Work task: Starting at the line that holds "Q: Locate the woman's leg" and stopping at the line that holds "Q: Locate the blue head", restate the records below word for word, with both of those lines included.

Image-grounded pointing data:
====

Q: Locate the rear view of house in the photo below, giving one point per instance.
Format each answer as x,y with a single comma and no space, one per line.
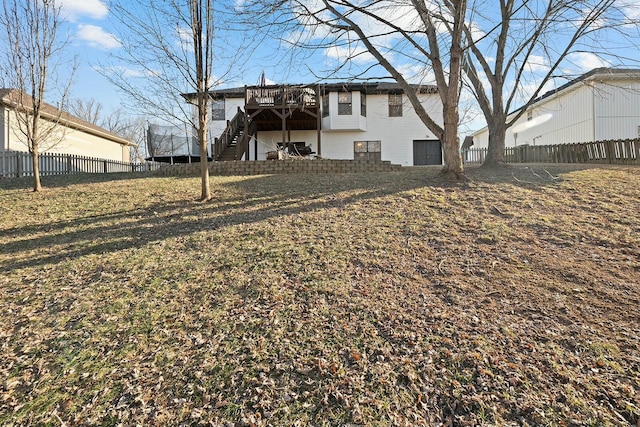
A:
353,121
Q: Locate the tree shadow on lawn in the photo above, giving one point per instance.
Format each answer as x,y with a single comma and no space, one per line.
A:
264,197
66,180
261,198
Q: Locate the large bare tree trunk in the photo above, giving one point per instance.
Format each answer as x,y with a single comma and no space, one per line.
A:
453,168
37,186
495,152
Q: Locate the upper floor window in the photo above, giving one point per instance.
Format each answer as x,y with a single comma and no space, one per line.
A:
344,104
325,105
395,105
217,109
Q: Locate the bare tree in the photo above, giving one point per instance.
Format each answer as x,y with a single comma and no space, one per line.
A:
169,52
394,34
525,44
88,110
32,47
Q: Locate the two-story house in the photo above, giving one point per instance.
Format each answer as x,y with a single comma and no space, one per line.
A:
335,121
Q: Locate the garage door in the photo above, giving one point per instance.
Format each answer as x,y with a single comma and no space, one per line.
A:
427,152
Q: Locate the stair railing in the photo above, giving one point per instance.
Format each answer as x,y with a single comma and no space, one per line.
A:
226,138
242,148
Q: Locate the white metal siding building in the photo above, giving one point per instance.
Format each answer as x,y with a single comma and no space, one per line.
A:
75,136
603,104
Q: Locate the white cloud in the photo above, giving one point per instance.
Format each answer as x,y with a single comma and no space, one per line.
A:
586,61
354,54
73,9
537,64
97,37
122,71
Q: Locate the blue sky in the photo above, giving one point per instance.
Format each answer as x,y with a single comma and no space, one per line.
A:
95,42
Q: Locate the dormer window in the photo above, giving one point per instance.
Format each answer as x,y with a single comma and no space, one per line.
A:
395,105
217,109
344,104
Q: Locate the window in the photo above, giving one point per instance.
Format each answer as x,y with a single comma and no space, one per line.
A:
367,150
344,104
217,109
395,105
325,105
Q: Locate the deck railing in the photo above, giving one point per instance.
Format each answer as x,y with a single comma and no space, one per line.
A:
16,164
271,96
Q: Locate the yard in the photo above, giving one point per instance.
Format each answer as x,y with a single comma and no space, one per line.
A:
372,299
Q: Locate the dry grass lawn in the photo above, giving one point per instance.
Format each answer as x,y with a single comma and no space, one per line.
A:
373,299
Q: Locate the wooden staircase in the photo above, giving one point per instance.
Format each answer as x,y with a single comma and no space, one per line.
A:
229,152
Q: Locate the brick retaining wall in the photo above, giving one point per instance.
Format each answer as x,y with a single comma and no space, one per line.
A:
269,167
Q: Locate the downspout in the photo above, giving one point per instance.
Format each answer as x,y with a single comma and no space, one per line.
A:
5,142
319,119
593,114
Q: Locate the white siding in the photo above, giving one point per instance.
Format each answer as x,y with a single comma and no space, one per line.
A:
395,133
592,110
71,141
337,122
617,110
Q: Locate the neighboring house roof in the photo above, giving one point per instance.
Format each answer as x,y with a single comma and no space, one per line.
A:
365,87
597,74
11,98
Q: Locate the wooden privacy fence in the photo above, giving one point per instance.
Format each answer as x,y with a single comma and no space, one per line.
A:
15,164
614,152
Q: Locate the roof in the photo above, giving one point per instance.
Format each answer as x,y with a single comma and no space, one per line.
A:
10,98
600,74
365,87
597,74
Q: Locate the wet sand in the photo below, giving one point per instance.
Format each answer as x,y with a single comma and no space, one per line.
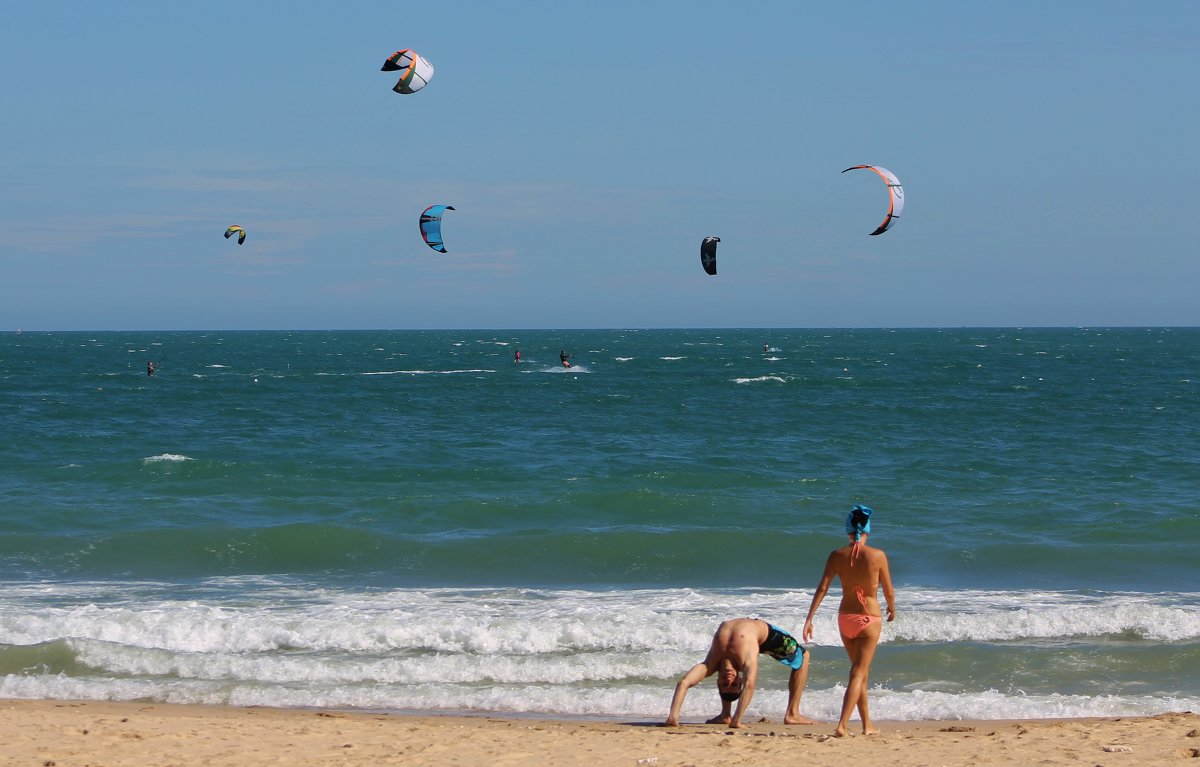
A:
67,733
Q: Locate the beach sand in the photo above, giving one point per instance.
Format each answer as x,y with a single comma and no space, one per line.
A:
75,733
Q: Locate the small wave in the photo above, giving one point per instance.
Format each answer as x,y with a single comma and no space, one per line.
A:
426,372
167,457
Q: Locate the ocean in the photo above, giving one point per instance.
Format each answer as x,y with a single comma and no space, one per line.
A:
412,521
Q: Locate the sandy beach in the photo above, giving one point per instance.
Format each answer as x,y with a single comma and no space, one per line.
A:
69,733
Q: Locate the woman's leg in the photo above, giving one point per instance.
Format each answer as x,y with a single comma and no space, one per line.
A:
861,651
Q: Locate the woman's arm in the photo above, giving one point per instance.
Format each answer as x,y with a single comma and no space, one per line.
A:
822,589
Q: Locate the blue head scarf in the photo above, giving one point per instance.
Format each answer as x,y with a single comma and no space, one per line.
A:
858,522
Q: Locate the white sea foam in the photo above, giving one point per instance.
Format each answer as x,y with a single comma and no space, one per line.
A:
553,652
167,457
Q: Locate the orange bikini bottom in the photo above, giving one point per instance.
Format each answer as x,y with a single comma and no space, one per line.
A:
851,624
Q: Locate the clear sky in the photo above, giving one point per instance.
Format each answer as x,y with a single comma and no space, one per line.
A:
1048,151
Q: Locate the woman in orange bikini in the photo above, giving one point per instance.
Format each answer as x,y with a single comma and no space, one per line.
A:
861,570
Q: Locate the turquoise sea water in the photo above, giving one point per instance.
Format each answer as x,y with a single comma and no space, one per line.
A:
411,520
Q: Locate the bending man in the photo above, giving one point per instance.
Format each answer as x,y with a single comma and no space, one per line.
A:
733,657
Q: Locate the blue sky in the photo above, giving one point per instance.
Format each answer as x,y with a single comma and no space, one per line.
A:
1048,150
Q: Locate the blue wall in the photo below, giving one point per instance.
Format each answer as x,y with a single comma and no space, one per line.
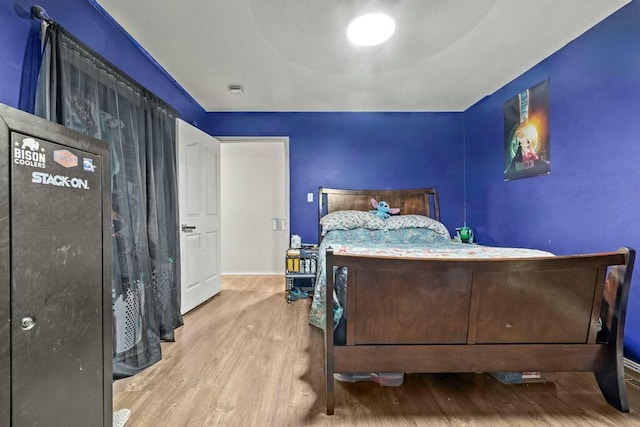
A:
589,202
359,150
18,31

====

Task response:
Q: Locate the woman's leg in the photo above, giving one point per instance.
Format each answer as x,y with a single comma and no space, one per line.
A:
861,651
Q: Locate the woman's arm in the photo above, giving one point per instance.
Format each answer as x,y with a single comma and no space, one per line.
A:
822,589
Q: Locate the blue head scarf in the photo above, giving one point per instance.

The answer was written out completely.